▸ **Exercise inputs**
┄┄┄┄┄┄┄┄┄┄
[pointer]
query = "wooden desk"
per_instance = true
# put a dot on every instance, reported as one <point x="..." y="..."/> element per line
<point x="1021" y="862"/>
┄┄┄┄┄┄┄┄┄┄
Once the line containing "# put a dot" is found, output it and each line after it through the end of the listing above, exactly, with nothing else.

▸ **Written reply**
# put a dot on every instance, reported as one <point x="..." y="..."/> element per line
<point x="1021" y="862"/>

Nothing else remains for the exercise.